Exercise description — Your copy of the lines below must match them exactly and contain no images.

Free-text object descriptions
*** Begin section ***

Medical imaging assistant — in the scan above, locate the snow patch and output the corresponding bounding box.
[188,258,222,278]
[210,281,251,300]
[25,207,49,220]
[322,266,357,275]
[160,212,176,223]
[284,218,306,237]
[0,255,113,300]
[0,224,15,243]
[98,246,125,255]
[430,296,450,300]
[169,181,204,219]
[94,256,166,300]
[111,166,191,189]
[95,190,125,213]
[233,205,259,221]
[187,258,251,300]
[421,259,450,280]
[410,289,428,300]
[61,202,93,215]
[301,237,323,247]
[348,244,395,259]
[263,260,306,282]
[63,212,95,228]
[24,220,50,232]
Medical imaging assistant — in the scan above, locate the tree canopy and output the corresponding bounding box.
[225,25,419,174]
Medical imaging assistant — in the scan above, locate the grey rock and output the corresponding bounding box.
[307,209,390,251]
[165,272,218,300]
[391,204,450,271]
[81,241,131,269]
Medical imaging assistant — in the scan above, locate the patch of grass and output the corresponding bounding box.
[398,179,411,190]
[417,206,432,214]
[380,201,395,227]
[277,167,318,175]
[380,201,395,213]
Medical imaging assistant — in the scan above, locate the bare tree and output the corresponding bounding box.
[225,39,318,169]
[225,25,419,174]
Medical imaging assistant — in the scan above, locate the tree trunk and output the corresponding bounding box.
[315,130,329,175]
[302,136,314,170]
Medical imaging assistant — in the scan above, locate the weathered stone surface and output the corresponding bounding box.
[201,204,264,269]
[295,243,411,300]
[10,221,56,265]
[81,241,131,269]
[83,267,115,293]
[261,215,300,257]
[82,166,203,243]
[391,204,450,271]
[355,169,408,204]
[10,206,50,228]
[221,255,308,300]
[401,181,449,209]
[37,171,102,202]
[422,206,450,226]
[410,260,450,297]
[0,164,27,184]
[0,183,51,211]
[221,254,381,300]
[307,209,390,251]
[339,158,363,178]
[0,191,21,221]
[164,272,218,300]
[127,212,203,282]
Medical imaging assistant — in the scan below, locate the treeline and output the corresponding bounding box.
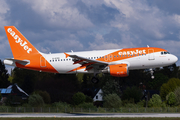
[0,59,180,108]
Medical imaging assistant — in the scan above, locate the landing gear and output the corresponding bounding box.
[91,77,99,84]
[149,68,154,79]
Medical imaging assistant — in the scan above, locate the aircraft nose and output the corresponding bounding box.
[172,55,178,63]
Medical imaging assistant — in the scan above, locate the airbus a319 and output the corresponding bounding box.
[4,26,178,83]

*** End section ***

Solution for this task —
Medical imaging assistant — in the scan above, locate the snow patch and output the corresponding bounding box.
[188,258,222,278]
[210,281,251,300]
[25,207,49,220]
[322,266,357,275]
[160,212,176,223]
[284,218,306,237]
[0,255,113,300]
[0,224,15,243]
[98,246,125,255]
[430,296,450,300]
[169,181,204,219]
[94,256,166,300]
[111,166,191,189]
[95,190,125,213]
[233,205,259,221]
[187,258,251,300]
[421,259,450,280]
[410,289,428,300]
[61,202,93,215]
[301,237,323,247]
[348,244,395,259]
[263,260,306,282]
[63,212,95,228]
[24,220,50,232]
Medical imaging assistant — in the scan above, locate the tree canopy and output the corresponding bounding box.
[225,25,419,174]
Medical imaging assistant — in the scan above, locate the grey rock and output the corresponding bounding box.
[307,209,390,251]
[165,272,218,300]
[391,204,450,271]
[81,241,131,269]
Medical imaging assistant — in the scan above, locate the patch of grass and output the corresponding bounding box.
[398,179,411,190]
[417,206,432,214]
[380,201,395,227]
[277,167,318,175]
[380,201,395,213]
Medical imaging assistant — in the scan above, locate the bare tree and output the corresponding bounding box.
[225,39,318,169]
[225,25,419,174]
Medical imaging assistant — in the scan above, locate the tree trunk and output the corresponding bounding box.
[315,130,329,175]
[302,136,314,170]
Medical imaging assistant — in the scan above, locate the weathered stone surface and output the corresponding bounding box.
[201,204,264,269]
[295,243,411,300]
[10,221,56,265]
[81,241,131,269]
[83,267,115,293]
[261,215,300,257]
[82,166,203,243]
[391,204,450,271]
[355,169,408,204]
[10,206,50,228]
[221,255,308,300]
[401,181,449,209]
[37,171,102,202]
[422,206,450,226]
[410,260,450,297]
[0,164,27,184]
[0,183,51,211]
[221,254,381,300]
[307,209,390,251]
[339,158,363,178]
[0,191,21,221]
[164,272,218,300]
[127,212,203,282]
Medical imaging assistant — in the scan below, locate the treeline and output the corresponding bounding box.
[0,59,180,108]
Medical imaging assistant — in the scan above, locate the landing gear and output the corresponding bounding box.
[91,77,99,84]
[149,68,154,79]
Medical imaging assistant — in the scan above, locate the aircraft nose and output the corresponding bounding box.
[172,55,178,63]
Medical imaging assistant — in the scan above, locate the airbus a319 and output the corresponding bounding box.
[4,26,178,83]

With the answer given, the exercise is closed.